-- Excerpted text --
= Beginning of Section =

Deter Your Cat From the Problem Area:

At the same time as offering an alternative scratch zone, try to make the ‘problem area’ look unattractive.

-You can do this by using sticky deterrents, such as: double sided or looped tape, or by covering the item with balloons, plastic or foil wrap.

-You can spray repellants on the item by using spray on antiperspirants or commercial cat repellent sprays.

– If you do happen to catch your cat in the act, you can also try using a spray bottle/water gun or shaking a can of rocks in order to frighten them away.* It is important that the cat not associate this noise or water spray with you, if they do, they will simply learn not to scratch in your presence.

Keeping Nails Short!

While retraining your cat, you can help to minimize damage by trimming your cat’s nails frequently. It is easiest to get your cat used of this procedure as a kitten, but adult cats can learn to tolerate it as well.

Remember to be patient and start slowly. Rewarding your cat with praise and treats can help too! If unsure how to trim your cats nails, please see the staff of the Lansdowne Animal hospital for a demonstration. The non-pigmented nails of the cat makes it extra easy!


Nail Caps:
A newer method to help with scratching, is to use a product called ‘Soft Paws’. Soft paws are tiny nail caps which are glued into place over the cat’s claws. This creates a blunt nail tip which isn’t sharp enough to cause damage. Many owners become accustomed to placing these caps on at home and they can be ordered in a variety of colours and sizes!
*However easy this product may seem, it does require regular maintenance. Over time (usually within a few weeks) you will need to start replacing the caps.


Adopt a Declawed Cat!

If you are thinking of adopting a new kitten/cat and have zero tolerance for scratching, it might be best to consider adopting an already declawed cat. Visit a local shelter and you are sure to find at least one cat who has already been declawed and in need of a good home.
If you’ve tried out the alternatives but still find your cat’s scratching difficult to manage, you may decide to go ahead with the declaw surgery.


The Declaw Procedure/After Care

This surgery usually involves the removal of the entire third digit, the bone in which the nail grows from. This procedure will provide a o% chance of the nail growing back.

Once the surgery is complete you can expect your cat to stay in the clinic for 2 nights. The first night your cat will usually have bandages placed on the paws, they can then be remove; the paws will be carefully monitored for bleeding by the veterinary staff.

When your cat does return home there may be a bit of blood spotting from the paws, this can be normal in small quantities; you need to contact your vet if it is continuous or excessive.

Another problem that you will need to look out for is infection of the surgical site. Signs of infection after a declaw surgery, include:  pain, limping, loss of appetite, possible fever and lethargy. If you notice these signs, make sure you call your vet or bring them into the clinic as soon as possible.

Furthermore, you will need to be careful with the type of cat litter that you provide for your newly declawed cat. Shredded paper is a great substitute to use for the first 1.5 weeks or so. Litter pellets are also a good choice, as they are not dusty or able to enter the incisions and cause infection.

Please also remember that since this is a surgery, your cat will also be sent home with some sort of pain medication for the first few days to make them a bit more comfortable. Many vets will use a patch which contains pain medications in it. This type of pain medication provides relief 24/7 and without the extra hassle of pilling!


If your loveable feline companion’s favorite past time includes scratching your furniture, make sure you know your alternatives before deciding to declaw! Scratching is natural for cats, but can sometimes be curbed through training or other alternatives. If these alternatives just don’t seem to be working for you, be sure you fully understand the declaw process before proceeding.

= End of Section =

-- Information supplied --
= Beginning of Section =

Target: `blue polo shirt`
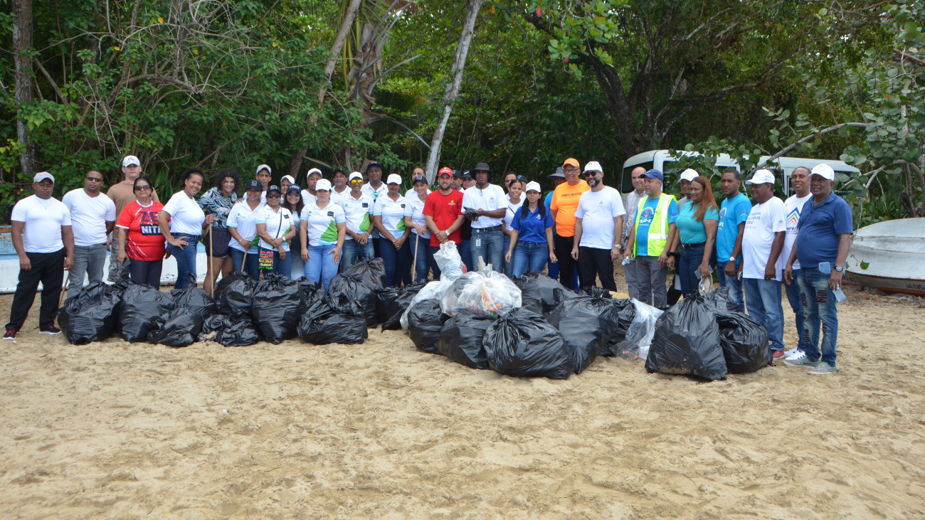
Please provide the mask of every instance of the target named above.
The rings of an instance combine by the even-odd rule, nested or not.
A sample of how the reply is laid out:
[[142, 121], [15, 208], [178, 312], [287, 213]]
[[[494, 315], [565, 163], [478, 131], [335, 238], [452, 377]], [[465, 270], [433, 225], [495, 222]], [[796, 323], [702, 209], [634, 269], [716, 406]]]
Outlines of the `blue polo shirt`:
[[551, 228], [555, 224], [552, 220], [552, 213], [547, 209], [544, 217], [540, 218], [539, 207], [536, 207], [526, 217], [522, 218], [524, 207], [527, 206], [517, 208], [517, 211], [514, 212], [514, 219], [511, 221], [511, 227], [517, 229], [517, 241], [546, 243], [546, 229]]
[[[748, 220], [751, 213], [751, 201], [744, 193], [739, 193], [731, 199], [722, 201], [720, 205], [720, 223], [716, 228], [716, 261], [729, 262], [729, 257], [735, 249], [735, 239], [739, 236], [739, 224]], [[736, 265], [742, 262], [742, 254], [735, 259]]]
[[813, 205], [810, 198], [803, 204], [800, 221], [796, 224], [796, 259], [800, 268], [818, 267], [822, 262], [834, 266], [838, 258], [839, 235], [854, 231], [851, 208], [845, 199], [834, 192], [820, 204]]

= End of Section =

-- Check your understanding --
(1) Copy out the part of the cat scratching text that opens with the words containing "If you’ve tried" and closes with "continuous or excessive.".
(2) According to the cat scratching text, why should the cat not link the water spray or can of rocks with its owner? Answer in one to three sentences.
(3) Decide whether each statement agrees with the cat scratching text. Answer yes or no, and quote the words that decide it.
(a) Soft Paws caps usually have to be replaced within a few weeks.
(b) After declaw surgery, the cat usually stays in the clinic for one night.
(c) Shredded paper works as litter for roughly the first 1.5 weeks after declawing.

-- Task results --
(1)
If you’ve tried out the alternatives but still find your cat’s scratching difficult to manage, you may decide to go ahead with the declaw surgery.


The Declaw Procedure/After Care

This surgery usually involves the removal of the entire third digit, the bone in which the nail grows from. This procedure will provide a o% chance of the nail growing back.

Once the surgery is complete you can expect your cat to stay in the clinic for 2 nights. The first night your cat will usually have bandages placed on the paws, they can then be remove; the paws will be carefully monitored for bleeding by the veterinary staff.

When your cat does return home there may be a bit of blood spotting from the paws, this can be normal in small quantities; you need to contact your vet if it is continuous or excessive.

(2) If the cat connects the noise or water spray with its owner, it will only learn not to scratch while the owner is present.

(3)
(a) Yes: "Over time (usually within a few weeks) you will need to start replacing the caps."
(b) No: "you can expect your cat to stay in the clinic for 2 nights."
(c) Yes: "Shredded paper is a great substitute to use for the first 1.5 weeks or so."